▸ **The problem**: Format the stretch of items from the line containing "Would you mind pointing at the glacier" through the end of the items as a JSON list of strings, with one string for each line and blank lines omitted.

▸ **Pointing records**:
•••

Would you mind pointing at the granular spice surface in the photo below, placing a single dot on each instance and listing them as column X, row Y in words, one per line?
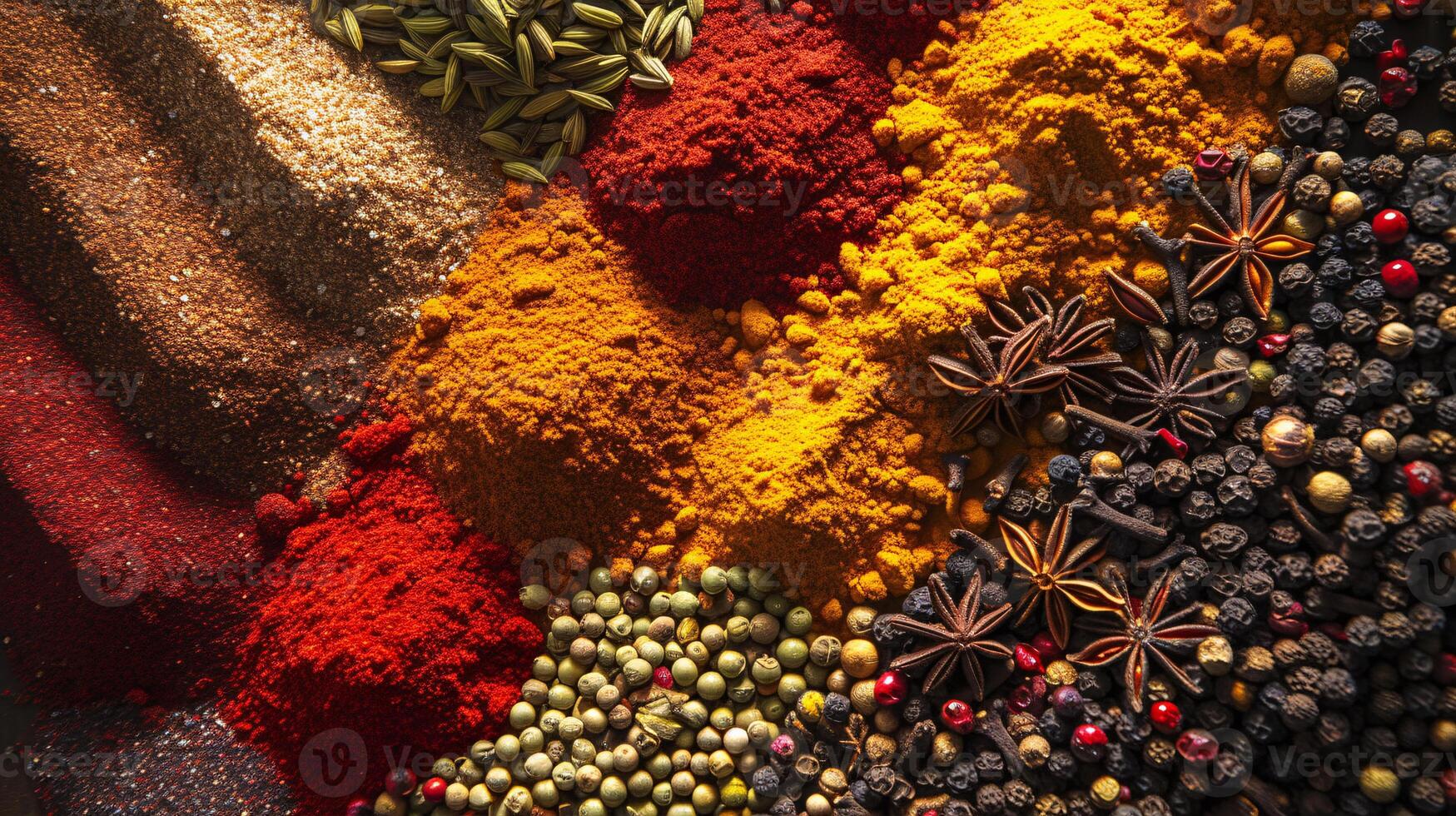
column 549, row 366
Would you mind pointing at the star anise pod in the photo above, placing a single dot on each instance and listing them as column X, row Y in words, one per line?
column 1245, row 241
column 1174, row 394
column 996, row 384
column 1067, row 343
column 1050, row 573
column 1146, row 633
column 960, row 639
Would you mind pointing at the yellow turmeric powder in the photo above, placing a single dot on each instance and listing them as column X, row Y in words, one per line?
column 559, row 396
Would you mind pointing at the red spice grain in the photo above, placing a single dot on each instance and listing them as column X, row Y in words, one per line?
column 117, row 592
column 404, row 627
column 746, row 180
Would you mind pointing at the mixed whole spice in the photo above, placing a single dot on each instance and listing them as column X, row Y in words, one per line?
column 1195, row 547
column 1230, row 582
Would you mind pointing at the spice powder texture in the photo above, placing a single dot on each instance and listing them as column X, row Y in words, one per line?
column 558, row 396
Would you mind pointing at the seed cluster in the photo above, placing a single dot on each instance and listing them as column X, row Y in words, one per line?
column 1267, row 509
column 713, row 695
column 536, row 67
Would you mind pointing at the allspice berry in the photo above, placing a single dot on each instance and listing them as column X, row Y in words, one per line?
column 1345, row 207
column 859, row 658
column 1216, row 656
column 1265, row 168
column 1107, row 465
column 1056, row 429
column 1379, row 445
column 1310, row 79
column 1328, row 165
column 1328, row 491
column 1287, row 440
column 1034, row 751
column 1444, row 734
column 1106, row 792
column 859, row 619
column 1379, row 784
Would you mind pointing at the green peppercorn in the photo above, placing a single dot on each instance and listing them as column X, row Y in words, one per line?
column 789, row 688
column 637, row 672
column 765, row 629
column 684, row 672
column 798, row 621
column 534, row 596
column 713, row 580
column 522, row 714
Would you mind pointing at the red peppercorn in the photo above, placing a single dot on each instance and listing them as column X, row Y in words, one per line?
column 1026, row 659
column 1399, row 277
column 1423, row 478
column 1273, row 344
column 958, row 716
column 1389, row 226
column 1289, row 623
column 1046, row 647
column 1178, row 446
column 892, row 688
column 1197, row 745
column 1444, row 670
column 1165, row 716
column 400, row 781
column 1409, row 9
column 1392, row 58
column 435, row 790
column 1397, row 87
column 1213, row 163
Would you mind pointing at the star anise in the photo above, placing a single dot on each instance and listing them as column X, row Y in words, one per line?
column 1174, row 394
column 1244, row 242
column 1050, row 570
column 1069, row 343
column 958, row 640
column 1146, row 633
column 997, row 384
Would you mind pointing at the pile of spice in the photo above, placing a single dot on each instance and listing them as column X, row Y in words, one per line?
column 664, row 694
column 534, row 69
column 220, row 235
column 748, row 190
column 1240, row 570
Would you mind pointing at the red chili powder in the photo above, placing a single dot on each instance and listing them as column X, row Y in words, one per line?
column 404, row 629
column 750, row 174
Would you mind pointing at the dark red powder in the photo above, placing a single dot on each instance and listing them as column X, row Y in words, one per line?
column 126, row 594
column 400, row 627
column 127, row 579
column 750, row 174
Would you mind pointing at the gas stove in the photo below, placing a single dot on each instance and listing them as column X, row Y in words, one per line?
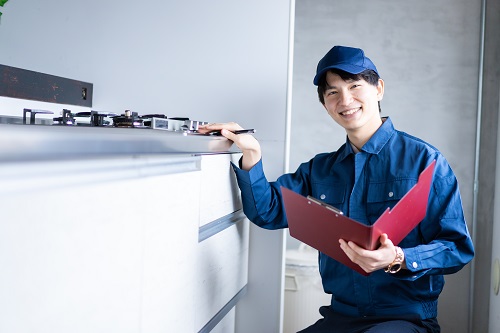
column 128, row 119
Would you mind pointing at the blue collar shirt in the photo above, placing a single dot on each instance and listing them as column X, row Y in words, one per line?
column 363, row 185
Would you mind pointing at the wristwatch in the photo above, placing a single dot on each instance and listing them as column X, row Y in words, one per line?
column 396, row 265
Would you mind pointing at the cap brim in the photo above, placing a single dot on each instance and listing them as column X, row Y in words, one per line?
column 352, row 69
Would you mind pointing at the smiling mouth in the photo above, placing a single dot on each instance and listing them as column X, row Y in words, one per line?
column 349, row 112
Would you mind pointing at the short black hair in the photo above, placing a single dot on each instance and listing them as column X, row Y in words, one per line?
column 368, row 75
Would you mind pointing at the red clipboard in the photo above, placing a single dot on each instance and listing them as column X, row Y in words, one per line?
column 321, row 226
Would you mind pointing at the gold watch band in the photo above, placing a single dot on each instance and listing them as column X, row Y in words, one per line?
column 397, row 264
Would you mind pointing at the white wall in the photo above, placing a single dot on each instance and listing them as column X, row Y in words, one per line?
column 217, row 60
column 428, row 55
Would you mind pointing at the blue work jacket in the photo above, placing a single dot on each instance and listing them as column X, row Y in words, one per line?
column 362, row 186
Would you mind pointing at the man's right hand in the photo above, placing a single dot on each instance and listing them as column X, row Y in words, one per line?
column 248, row 144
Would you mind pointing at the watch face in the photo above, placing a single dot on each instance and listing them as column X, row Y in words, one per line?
column 395, row 268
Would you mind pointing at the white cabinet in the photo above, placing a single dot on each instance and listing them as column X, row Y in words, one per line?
column 112, row 245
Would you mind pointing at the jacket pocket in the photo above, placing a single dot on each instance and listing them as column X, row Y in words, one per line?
column 383, row 195
column 332, row 193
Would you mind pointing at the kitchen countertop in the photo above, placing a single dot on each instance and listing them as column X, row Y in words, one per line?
column 39, row 142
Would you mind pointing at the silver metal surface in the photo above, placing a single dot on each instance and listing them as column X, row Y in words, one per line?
column 28, row 142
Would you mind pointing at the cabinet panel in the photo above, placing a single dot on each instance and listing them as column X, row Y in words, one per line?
column 98, row 256
column 222, row 270
column 220, row 194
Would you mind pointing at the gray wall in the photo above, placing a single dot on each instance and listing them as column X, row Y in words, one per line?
column 428, row 55
column 217, row 60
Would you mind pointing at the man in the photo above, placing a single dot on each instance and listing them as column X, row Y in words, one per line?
column 374, row 168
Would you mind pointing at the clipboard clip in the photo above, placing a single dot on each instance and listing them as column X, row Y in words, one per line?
column 327, row 206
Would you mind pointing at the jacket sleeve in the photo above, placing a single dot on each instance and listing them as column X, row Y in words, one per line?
column 446, row 245
column 261, row 199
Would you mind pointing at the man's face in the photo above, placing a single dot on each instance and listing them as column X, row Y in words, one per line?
column 353, row 104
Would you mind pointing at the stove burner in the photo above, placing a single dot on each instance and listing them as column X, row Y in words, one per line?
column 148, row 119
column 67, row 119
column 128, row 120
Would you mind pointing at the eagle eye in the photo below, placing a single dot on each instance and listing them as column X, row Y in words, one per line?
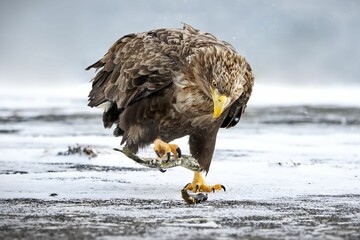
column 214, row 83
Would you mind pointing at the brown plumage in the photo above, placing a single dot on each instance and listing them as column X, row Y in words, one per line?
column 161, row 84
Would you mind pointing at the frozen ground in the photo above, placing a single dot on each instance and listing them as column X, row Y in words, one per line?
column 290, row 172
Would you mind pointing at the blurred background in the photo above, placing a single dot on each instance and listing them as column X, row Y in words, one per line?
column 290, row 44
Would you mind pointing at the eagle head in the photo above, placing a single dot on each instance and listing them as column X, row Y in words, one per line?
column 222, row 73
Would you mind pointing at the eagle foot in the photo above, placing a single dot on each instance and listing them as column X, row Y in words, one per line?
column 164, row 150
column 199, row 185
column 193, row 198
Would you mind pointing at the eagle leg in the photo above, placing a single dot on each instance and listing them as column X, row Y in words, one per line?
column 164, row 149
column 199, row 185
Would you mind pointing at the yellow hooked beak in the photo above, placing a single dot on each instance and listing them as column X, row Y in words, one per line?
column 219, row 102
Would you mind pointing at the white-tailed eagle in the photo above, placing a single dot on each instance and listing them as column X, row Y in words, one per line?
column 164, row 84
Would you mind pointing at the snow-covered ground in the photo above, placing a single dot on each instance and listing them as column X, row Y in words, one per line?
column 280, row 155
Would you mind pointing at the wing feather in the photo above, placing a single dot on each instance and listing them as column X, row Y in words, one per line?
column 138, row 65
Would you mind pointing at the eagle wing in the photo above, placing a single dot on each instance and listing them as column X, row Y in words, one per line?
column 138, row 65
column 133, row 68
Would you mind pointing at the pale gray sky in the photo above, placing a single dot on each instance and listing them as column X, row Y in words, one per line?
column 297, row 42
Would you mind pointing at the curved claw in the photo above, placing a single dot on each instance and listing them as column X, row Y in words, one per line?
column 178, row 150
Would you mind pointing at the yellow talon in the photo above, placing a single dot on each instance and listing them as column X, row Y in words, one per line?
column 199, row 185
column 164, row 149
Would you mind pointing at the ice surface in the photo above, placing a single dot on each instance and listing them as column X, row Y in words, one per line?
column 292, row 155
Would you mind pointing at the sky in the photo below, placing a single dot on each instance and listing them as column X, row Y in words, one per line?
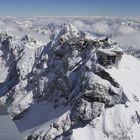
column 122, row 8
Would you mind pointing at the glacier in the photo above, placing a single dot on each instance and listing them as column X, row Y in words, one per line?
column 55, row 87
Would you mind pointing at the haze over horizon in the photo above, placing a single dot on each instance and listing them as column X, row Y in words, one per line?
column 69, row 8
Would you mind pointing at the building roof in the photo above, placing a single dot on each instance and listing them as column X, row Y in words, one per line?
column 107, row 52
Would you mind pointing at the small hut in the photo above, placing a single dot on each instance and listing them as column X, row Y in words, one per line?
column 109, row 56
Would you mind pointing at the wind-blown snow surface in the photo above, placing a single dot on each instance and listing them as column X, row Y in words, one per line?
column 54, row 86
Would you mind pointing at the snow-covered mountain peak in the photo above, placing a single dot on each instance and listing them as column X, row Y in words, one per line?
column 59, row 81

•••

▸ **Result for this exercise**:
[
  "Would you mind pointing at the glacier in the photo above, placing a single dot on each instance and listing them as column X, row Y in words, one per line?",
  "column 55, row 87",
  "Would you mind pointing at the haze over horizon in the photo above, placing a single dot on each instance and listing them as column X, row Y in words, one per line?",
  "column 69, row 8",
  "Would you mind pointing at the building roof in the photo above, placing a single dot on each instance and listing them as column X, row Y in words, one per line?",
  "column 107, row 52",
  "Would you mind pointing at the small hut in the photo above, placing a single dot on each instance and listing them as column X, row Y in words, one per line?",
  "column 109, row 56",
  "Would you mind pointing at the wind-blown snow surface in the photo above, placing a single dot on each instance and listing them as column X, row Y in words, one per line?",
  "column 54, row 86",
  "Would you mind pointing at the snow-covered mountain peak in the photo above, placing a single dot on each instance and listing them as column X, row Y in words, one per line?",
  "column 59, row 81"
]